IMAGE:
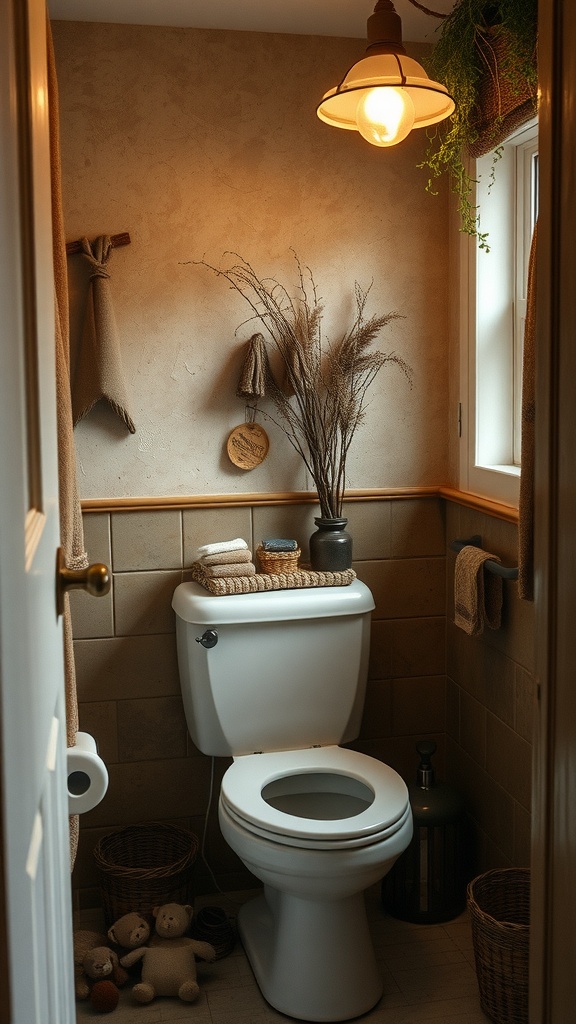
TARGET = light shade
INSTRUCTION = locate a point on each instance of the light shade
(384, 67)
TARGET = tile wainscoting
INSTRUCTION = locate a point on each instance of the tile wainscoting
(474, 697)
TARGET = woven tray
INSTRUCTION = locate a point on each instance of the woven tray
(263, 581)
(499, 905)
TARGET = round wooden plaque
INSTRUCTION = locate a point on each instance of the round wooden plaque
(247, 445)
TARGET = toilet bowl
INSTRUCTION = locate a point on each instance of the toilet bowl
(316, 822)
(318, 827)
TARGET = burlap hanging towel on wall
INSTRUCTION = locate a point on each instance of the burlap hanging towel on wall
(96, 369)
(478, 595)
(72, 535)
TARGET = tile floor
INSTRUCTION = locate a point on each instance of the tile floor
(427, 970)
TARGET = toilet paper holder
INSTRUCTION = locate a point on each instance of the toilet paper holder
(87, 775)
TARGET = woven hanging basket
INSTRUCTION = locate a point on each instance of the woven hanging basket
(499, 905)
(503, 103)
(145, 865)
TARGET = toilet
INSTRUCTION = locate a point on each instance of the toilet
(277, 681)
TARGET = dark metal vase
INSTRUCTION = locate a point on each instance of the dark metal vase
(330, 546)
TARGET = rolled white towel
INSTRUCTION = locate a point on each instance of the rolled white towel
(213, 549)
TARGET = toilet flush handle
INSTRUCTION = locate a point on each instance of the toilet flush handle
(208, 639)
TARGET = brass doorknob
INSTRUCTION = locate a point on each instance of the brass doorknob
(94, 579)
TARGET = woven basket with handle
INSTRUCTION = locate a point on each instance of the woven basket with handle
(145, 865)
(499, 905)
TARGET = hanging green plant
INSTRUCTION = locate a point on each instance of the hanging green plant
(486, 56)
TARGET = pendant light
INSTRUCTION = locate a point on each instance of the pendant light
(386, 93)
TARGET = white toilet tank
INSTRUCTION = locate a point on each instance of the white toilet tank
(286, 670)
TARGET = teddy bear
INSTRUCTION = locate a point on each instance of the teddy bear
(93, 961)
(129, 932)
(169, 961)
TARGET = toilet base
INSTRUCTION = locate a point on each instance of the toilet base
(312, 960)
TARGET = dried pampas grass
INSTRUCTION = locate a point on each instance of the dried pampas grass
(320, 396)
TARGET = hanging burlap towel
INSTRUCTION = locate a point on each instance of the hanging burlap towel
(96, 366)
(72, 537)
(478, 595)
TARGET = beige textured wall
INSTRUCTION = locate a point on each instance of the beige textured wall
(201, 141)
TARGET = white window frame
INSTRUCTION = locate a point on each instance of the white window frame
(492, 311)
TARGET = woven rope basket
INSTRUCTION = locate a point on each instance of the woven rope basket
(278, 562)
(145, 865)
(499, 905)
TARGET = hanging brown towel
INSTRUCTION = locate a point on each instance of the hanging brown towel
(526, 509)
(252, 381)
(478, 595)
(96, 368)
(72, 537)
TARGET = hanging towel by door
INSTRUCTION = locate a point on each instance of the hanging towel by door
(96, 368)
(478, 595)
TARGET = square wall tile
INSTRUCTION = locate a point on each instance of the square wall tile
(418, 706)
(417, 528)
(380, 650)
(508, 760)
(144, 602)
(147, 541)
(453, 710)
(210, 525)
(369, 525)
(472, 727)
(376, 720)
(525, 704)
(91, 616)
(127, 667)
(98, 718)
(417, 646)
(151, 729)
(96, 537)
(405, 588)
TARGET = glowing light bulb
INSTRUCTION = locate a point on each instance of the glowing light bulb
(384, 116)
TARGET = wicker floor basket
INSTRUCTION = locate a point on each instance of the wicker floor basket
(499, 905)
(145, 865)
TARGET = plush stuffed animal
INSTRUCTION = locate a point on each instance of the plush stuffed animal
(84, 940)
(92, 962)
(129, 932)
(169, 961)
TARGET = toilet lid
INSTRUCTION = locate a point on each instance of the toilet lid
(322, 797)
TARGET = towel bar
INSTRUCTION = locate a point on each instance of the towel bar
(115, 241)
(492, 566)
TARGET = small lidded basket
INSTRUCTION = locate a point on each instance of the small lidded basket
(278, 562)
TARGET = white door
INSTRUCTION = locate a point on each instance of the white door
(36, 984)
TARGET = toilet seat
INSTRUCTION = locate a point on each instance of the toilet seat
(245, 782)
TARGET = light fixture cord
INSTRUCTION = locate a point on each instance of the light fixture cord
(426, 10)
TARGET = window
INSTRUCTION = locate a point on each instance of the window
(493, 303)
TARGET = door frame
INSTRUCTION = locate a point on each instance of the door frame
(552, 964)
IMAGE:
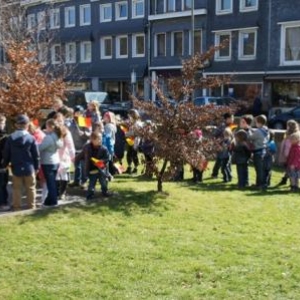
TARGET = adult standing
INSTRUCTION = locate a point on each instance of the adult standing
(3, 171)
(80, 137)
(50, 159)
(21, 151)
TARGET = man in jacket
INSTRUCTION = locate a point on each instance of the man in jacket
(22, 153)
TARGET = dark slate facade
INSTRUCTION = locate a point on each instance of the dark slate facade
(263, 59)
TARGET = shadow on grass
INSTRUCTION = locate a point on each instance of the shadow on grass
(225, 187)
(128, 202)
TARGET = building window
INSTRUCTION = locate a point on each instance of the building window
(105, 12)
(85, 52)
(41, 18)
(171, 6)
(71, 53)
(290, 44)
(247, 44)
(56, 54)
(177, 44)
(106, 47)
(223, 39)
(160, 45)
(31, 21)
(197, 42)
(54, 18)
(223, 7)
(121, 10)
(70, 16)
(137, 8)
(248, 5)
(187, 4)
(85, 15)
(43, 53)
(122, 46)
(138, 45)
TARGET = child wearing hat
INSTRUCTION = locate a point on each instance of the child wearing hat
(22, 153)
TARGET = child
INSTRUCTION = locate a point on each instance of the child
(269, 159)
(240, 156)
(258, 138)
(95, 151)
(147, 148)
(109, 140)
(225, 155)
(93, 112)
(22, 153)
(291, 127)
(133, 141)
(228, 123)
(293, 161)
(66, 157)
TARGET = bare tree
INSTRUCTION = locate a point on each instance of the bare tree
(173, 125)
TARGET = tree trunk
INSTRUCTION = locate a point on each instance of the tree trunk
(160, 176)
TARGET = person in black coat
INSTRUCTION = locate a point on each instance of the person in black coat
(3, 171)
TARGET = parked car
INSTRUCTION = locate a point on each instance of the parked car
(199, 101)
(105, 103)
(279, 120)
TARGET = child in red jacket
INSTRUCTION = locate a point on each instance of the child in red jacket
(293, 161)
━━━━━━━━━━━━━━━━━━━━
EXERCISE DESCRIPTION:
Each record above must be returned exactly as written, with its pictures omitted.

FINISHED EXERCISE:
IMAGE:
TARGET = light shade
INSTRUCTION = locate a point on each instance of the light shade
(384, 67)
TARGET = tile wainscoting
INSTRUCTION = locate a point on each instance of the tile wainscoting
(474, 697)
TARGET = woven tray
INSTRUCTION = locate a point on each instance of the woven tray
(263, 581)
(499, 905)
TARGET = round wooden plaque
INSTRUCTION = locate a point on each instance of the round wooden plaque
(247, 445)
TARGET = toilet bowl
INSTRUCTION = locate a point on each instance of the toilet bowl
(316, 822)
(318, 827)
TARGET = burlap hanging towel on wall
INSTRUCTION = locate a point on each instance of the burlap hanging towel on wall
(96, 369)
(478, 595)
(72, 535)
TARGET = tile floor
INSTRUCTION = locate a point on each instance of the tile floor
(427, 970)
TARGET = toilet paper holder
INSTRUCTION = locate a point on each instance of the toilet paper holder
(87, 775)
TARGET = woven hanging basket
INSTRUCTION = locate a point on each instance of the woven hanging basket
(499, 905)
(503, 103)
(145, 865)
TARGET = toilet
INSTRUCTION = locate a point on each instance of the toilet
(277, 681)
TARGET = dark metal vase
INSTRUCTION = locate a point on each instance of the dark metal vase
(330, 546)
TARGET = rolled white towel
INSTRUCTION = locate a point on each instance of the rolled white towel
(213, 549)
TARGET = toilet flush handle
INSTRUCTION = locate a point on each instance of the toilet flush handle
(208, 639)
TARGET = brass doorknob
INSTRUCTION = locate a point on each instance of the brass doorknob
(94, 579)
TARGET = woven basket with handle
INSTRUCTION = locate a point on each instance of the woven basket with handle
(145, 865)
(499, 905)
TARGET = hanging green plant
INSTRUCTION = locate a point on each instance of the hanging green plant
(486, 56)
TARGET = pendant light
INSTRUCTION = locate a point on each instance of the pendant light
(386, 93)
TARGET = white toilet tank
INSTRUCTION = locate a point on each instance of the white toilet tank
(286, 670)
TARGET = teddy bear
INSTRUCTION = locate a point on each instance of the teddy bear
(93, 961)
(129, 932)
(169, 961)
TARGET = toilet base
INSTRUCTION = locate a point on each instance of the toilet base
(312, 960)
TARGET = dried pampas grass
INSTRUCTION = locate a point on each instance of the dried pampas grass
(320, 396)
TARGET = hanging burlap towel
INSTRUCTION = locate a point on each instance of the hanging burlap towel
(96, 366)
(72, 537)
(478, 595)
TARGET = beige textured wall
INSTRUCTION = locate a point on each instance of the beige textured wall
(201, 141)
TARGET = white window frame
INSTRUCTION = locate a point on each instance of the white window frame
(492, 311)
TARGET = woven rope basket
INSTRUCTION = locate a point on each instance of the woven rope basket
(278, 562)
(145, 865)
(499, 905)
TARGET = hanging brown towel
INSTRUCTION = locate a point on each instance of the hanging brown towel
(526, 509)
(252, 381)
(478, 595)
(96, 368)
(72, 537)
TARGET = hanging towel by door
INSTRUCTION = locate a point on each instance of the hanging towel by door
(96, 368)
(478, 595)
TARGET = square wall tile
INSTRUCTION = locate a point on each instance of the square wall tile
(418, 706)
(417, 528)
(380, 650)
(508, 760)
(144, 602)
(147, 541)
(453, 710)
(210, 525)
(369, 525)
(472, 727)
(376, 720)
(525, 704)
(91, 616)
(127, 667)
(98, 718)
(417, 646)
(151, 729)
(96, 537)
(405, 588)
TARGET = glowing light bulb
INSTRUCTION = locate a point on each instance of the glowing light bulb
(384, 116)
TARGET = wicker floor basket
INSTRUCTION = locate a point on each instance of the wicker floor basket
(499, 905)
(145, 865)
TARGET = plush stuffed animal
INSTRUCTION = locate a point on each instance of the plush stuffed animal
(84, 940)
(92, 962)
(129, 932)
(169, 961)
TARGET = toilet lid
INSTRUCTION = locate a point on each instance of the toilet lid
(322, 797)
TARGET = towel bar
INSTRUCTION = locate a point on each instance of the towel bar
(115, 241)
(492, 566)
TARGET = small lidded basket
INSTRUCTION = locate a point on each instance of the small lidded basket
(278, 562)
TARGET = white door
INSTRUCTION = locate a point on each instance of the white door
(36, 984)
TARGET = toilet seat
INSTRUCTION = locate a point on each instance of the toilet seat
(245, 782)
TARGET = light fixture cord
INSTRUCTION = locate a point on each instance of the light fixture cord
(426, 10)
TARGET = window
INSTRUCTION = locate a point on each instance of the window
(493, 303)
TARGET = door frame
INSTRUCTION = locate a point on each instance of the door frame
(552, 964)
IMAGE:
TARGET = adult standing
INSTRUCTION = locate a point on each instance of the adult standing
(3, 171)
(80, 137)
(50, 159)
(21, 151)
TARGET = man in jacket
INSTRUCTION = locate a point on each instance of the man in jacket
(22, 153)
TARGET = dark slate facade
INSTRUCTION = locate a point on each instance of the dark slate facade
(263, 59)
TARGET = shadow on grass
INSTRUCTION = locate a point on each instance of the shadow on grass
(225, 187)
(128, 202)
TARGET = building window
INSTRUCTION = locate a point on each instance of the building window
(105, 12)
(85, 52)
(41, 18)
(171, 6)
(71, 53)
(290, 44)
(247, 44)
(56, 54)
(177, 44)
(106, 47)
(223, 39)
(160, 45)
(31, 21)
(197, 42)
(54, 18)
(223, 7)
(121, 10)
(70, 16)
(137, 8)
(248, 5)
(187, 4)
(85, 15)
(43, 53)
(122, 46)
(138, 45)
TARGET = child wearing hat
INSTRUCTION = locate a point on each instance of the child wearing hat
(22, 153)
TARGET = child
INSTRUCTION = locate a point on each instance of the child
(269, 159)
(240, 156)
(258, 138)
(95, 151)
(147, 148)
(109, 140)
(225, 155)
(93, 112)
(22, 153)
(291, 127)
(133, 141)
(228, 123)
(293, 161)
(66, 157)
TARGET = bare tree
INSTRUCTION = locate a point on each instance of the bare tree
(173, 125)
TARGET = tree trunk
INSTRUCTION = locate a point on each instance of the tree trunk
(160, 176)
TARGET = person in black coat
INSTRUCTION = locate a point on each instance of the person in black coat
(3, 171)
TARGET = parked car
INSTRUCTION = locate a point on each instance of the parked car
(199, 101)
(105, 103)
(279, 120)
TARGET = child in red jacket
INSTRUCTION = locate a point on each instance of the child in red jacket
(293, 161)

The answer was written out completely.